* Given instruction *
Echo the records word for word, from their first line through the line containing "x=280, y=161", including both ends.

-*-

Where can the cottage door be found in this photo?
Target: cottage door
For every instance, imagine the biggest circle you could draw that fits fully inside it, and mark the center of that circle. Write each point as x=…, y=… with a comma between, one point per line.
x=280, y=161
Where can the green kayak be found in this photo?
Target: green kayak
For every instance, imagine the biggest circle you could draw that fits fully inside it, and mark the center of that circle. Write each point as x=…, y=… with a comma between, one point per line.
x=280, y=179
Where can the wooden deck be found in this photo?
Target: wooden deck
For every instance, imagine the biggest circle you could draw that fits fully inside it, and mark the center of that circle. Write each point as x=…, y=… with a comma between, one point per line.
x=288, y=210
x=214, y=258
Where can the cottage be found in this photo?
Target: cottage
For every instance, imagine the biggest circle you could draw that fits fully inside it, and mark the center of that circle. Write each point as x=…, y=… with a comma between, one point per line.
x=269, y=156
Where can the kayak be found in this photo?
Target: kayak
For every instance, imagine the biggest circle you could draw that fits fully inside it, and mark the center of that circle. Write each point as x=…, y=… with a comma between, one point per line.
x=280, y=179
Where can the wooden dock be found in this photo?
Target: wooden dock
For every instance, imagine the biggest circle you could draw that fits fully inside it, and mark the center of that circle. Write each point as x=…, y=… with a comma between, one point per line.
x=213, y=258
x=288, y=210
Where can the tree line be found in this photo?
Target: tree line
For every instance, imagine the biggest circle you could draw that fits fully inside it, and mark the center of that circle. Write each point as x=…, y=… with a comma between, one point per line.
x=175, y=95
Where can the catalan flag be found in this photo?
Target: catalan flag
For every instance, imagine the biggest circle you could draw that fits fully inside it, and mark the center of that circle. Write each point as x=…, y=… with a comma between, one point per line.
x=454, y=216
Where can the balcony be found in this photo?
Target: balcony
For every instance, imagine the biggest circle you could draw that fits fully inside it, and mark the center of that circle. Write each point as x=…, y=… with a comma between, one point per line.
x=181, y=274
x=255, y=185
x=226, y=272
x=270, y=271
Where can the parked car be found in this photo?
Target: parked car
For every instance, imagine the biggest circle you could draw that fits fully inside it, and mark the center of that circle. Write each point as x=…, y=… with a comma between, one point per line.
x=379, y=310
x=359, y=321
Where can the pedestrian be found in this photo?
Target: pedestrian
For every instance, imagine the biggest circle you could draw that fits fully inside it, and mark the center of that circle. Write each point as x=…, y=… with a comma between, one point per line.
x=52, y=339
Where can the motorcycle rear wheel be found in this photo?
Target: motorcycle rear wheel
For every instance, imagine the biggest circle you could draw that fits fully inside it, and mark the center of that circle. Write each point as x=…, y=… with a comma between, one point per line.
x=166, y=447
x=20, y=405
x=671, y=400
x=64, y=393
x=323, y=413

-*-

* Result of this exercise *
Where can the cottage door be found in this photo?
Target: cottage door
For every instance, imagine the biggest circle you could draw that fits fully inside it, and mark the center of that circle. Write each point as x=…, y=… with a comma between, one point per line.
x=280, y=161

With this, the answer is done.